▶ Short task
Revise everything from the line containing "Note. One marker is placed on each instance of the folding" down to the line containing "[(228, 561)]", putting "dot" wherever "marker" appears and keeping every other part of these lines the same.

[Coordinate labeling data]
---
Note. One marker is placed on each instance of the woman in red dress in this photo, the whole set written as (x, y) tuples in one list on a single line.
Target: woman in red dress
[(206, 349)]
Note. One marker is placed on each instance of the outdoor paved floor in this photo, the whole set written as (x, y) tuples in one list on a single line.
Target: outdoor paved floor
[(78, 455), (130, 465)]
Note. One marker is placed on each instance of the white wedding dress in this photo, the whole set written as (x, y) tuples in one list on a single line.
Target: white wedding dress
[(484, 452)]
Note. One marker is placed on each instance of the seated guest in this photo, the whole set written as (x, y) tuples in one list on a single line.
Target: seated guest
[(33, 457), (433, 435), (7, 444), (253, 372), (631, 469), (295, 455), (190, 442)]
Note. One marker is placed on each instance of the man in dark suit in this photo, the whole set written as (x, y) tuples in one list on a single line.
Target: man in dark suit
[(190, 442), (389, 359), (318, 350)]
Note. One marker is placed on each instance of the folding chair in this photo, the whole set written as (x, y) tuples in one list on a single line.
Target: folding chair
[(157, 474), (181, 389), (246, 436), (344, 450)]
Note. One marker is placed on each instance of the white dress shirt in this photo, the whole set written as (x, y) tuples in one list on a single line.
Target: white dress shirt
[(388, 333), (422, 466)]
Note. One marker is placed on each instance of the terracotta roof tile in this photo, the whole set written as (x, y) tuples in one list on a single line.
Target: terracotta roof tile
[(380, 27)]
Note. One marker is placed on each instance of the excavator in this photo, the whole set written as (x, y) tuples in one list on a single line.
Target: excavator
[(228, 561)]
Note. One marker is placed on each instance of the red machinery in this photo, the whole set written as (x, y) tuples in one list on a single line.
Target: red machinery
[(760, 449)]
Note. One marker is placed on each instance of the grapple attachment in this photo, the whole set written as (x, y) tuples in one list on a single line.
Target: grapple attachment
---
▶ Solution to this exercise
Note. One dot is placed on each instance of the folding chair in this photo, the whole set written as (x, y) tuples in one list on a single line.
Target: folding chair
[(157, 474), (181, 389), (246, 436), (344, 450)]
Note. One dot is placed on each instance of the white dress shirt in this photo, the whole set written as (x, y) tuples in one list on a single line.
Target: white dress shirt
[(388, 333), (422, 466)]
Note. One dot is placed on each instance of the terracotta roof tile in this photo, the whole set written as (x, y) tuples in one list on a single line.
Target: terracotta roof tile
[(380, 27)]
Note. One dot is placed on each instance of the excavator in this photo, the whole set written as (x, y) tuples in one list on a single line.
Target: excavator
[(228, 561)]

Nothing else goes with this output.